DOCUMENT TEXT:
Aarav Sharma — Year 2, Applied Science

Abstract:

High relative humidity in school lockers, specifically in the temperate rainforest climate of Metro Vancouver, creates an ideal environment for mold growth, posing health and hygiene risks to students. This project addresses the lack of portable ventilation solutions for small locker compartments with no live power. While commercial solutions like silica gel packets are common, they are passive, not reusable, and fail to address the root cause, which is stagnant air. This “Smart Locker Ventilation” prototype was developed using an UNO R3 Controller Board (Arduino), a B1 Power Bank (Guangdong Aoyun Technology Co.) , a DHT11 sensor (Adafruit), a 5V RGB fan, transistor, and activated carbon pads. In a five-day controlled study, the system reduced high moisture events from 120 hours to just 14 hours. While the control environment exhibited visible fungal colonization and a pungent smell by Day 5, the experimental environment remained dry and odorless. This prototype provides a portable and compact engineering solution to improve school hygiene and personal property maintenance.

EXERCISES:
a - Decide whether each statement agrees with the locker ventilation abstract, answering yes or no and quoting the deciding words: (i) the prototype includes a DHT11 sensor; (ii) the controlled study ran for seven days; (iii) by Day 5 the experimental environment showed visible fungal colonization.
b - Pick up the locker ventilation abstract after its final sentence and continue it.

[Bounding box data excerpts]
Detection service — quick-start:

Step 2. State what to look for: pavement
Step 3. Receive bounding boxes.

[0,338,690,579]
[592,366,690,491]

THE REPLIES:
a -
(i) Yes: "a DHT11 sensor (Adafruit)"
(ii) No: "In a five-day controlled study"
(iii) No: "the experimental environment remained dry and odorless"

b -
Introduction:

Mold growth in enclosed indoor spaces is a significant environmental concern, as fungal species thrive in environments with elevated humidity, stagnant air, darkness, and organic material (Palaty, 2010). Metro Vancouver’s temperate rainforest climate provides an ideal environment for this growth due to frequent humidity spikes and high annual rainfall (Health Canada, 2007). In local secondary schools, densely packed metal lockers are frequently used to store damp clothing and athletic gear, creating high risk environments for fungal colonization.

While moisture control research is extensive, most existing technologies are designed for large scale residential use. For example, modern ventilation systems utilize integrated sensors to adjust airflow based on live CO2 and moisture levels to maintain Indoor Air Quality (IAQ) (Rashid et al., 2025). However, these systems require hard wired electrical power and external venting, which are impossible to implement in a standard school locker (Guyot et al., 2017). Current portable alternatives that can be used, such as battery powered mini dehumidifiers, are impractical for micro environments like school lockers due to high power consumption, which would quickly deplete a standard power bank, and a lack of odor filtration. On top of this most “mini” air de humidifiers are far from mini, and would take up too much space in the average school locker.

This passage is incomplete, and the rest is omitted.